Given data section start

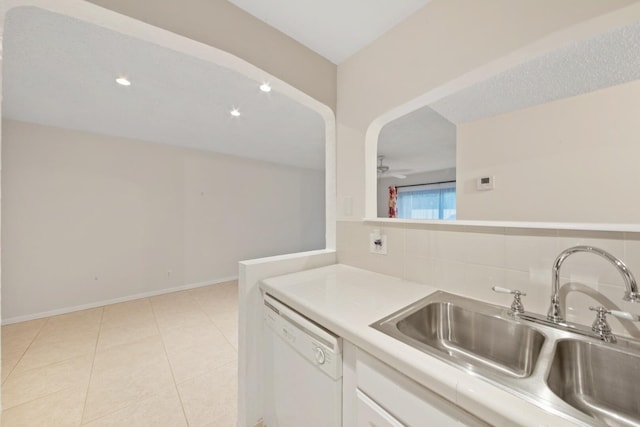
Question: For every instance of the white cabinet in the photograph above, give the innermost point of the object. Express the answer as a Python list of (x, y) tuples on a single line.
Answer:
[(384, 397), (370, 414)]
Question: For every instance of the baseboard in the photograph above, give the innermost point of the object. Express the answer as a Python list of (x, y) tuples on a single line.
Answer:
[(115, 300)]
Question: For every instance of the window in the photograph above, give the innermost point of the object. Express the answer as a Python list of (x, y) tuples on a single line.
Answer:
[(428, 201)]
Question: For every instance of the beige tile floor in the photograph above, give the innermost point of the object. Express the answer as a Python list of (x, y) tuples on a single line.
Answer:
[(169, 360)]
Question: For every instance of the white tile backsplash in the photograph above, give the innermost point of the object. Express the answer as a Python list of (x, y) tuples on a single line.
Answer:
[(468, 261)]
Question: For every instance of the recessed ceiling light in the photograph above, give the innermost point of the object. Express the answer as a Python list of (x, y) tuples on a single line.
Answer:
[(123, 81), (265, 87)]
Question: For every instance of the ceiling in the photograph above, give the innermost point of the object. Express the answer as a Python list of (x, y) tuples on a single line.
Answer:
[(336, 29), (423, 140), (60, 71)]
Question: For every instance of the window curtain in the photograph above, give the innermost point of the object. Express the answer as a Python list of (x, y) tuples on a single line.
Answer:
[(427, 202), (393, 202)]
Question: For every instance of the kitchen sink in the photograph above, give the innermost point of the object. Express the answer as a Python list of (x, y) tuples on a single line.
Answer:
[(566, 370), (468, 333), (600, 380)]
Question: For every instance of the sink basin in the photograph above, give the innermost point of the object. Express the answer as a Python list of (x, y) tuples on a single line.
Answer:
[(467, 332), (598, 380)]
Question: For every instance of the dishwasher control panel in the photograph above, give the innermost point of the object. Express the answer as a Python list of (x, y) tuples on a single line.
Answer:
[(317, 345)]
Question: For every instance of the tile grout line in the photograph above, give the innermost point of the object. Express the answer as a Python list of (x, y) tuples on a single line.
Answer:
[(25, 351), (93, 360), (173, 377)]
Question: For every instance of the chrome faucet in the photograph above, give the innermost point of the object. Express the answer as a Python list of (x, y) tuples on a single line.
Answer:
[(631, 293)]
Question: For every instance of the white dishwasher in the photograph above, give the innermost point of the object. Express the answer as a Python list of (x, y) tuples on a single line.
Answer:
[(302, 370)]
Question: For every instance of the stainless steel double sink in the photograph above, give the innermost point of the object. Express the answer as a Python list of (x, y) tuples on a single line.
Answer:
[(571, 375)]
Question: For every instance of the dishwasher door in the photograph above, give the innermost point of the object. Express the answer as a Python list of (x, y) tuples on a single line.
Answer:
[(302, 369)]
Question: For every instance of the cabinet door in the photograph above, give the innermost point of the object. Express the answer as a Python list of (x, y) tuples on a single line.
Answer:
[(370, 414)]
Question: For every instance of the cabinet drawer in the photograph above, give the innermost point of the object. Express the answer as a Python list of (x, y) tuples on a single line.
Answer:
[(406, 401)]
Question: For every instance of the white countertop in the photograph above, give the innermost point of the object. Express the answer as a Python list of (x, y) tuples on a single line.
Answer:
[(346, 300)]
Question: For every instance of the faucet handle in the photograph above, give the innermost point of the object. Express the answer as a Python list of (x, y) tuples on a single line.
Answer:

Given data section end

§ **Task goal**: Please go through the listing and return each line that has "door" in it.

§ **Answer to the problem**:
Question: For every instance of the dishwasher door in the photograph above, give the innermost point of the object. Express the answer as a Python list of (x, y) tuples on a single line.
Question: For every instance of the cabinet door in the photograph above, give the innermost point of the object. Express the answer as a Python list of (x, y) tuples on a single line.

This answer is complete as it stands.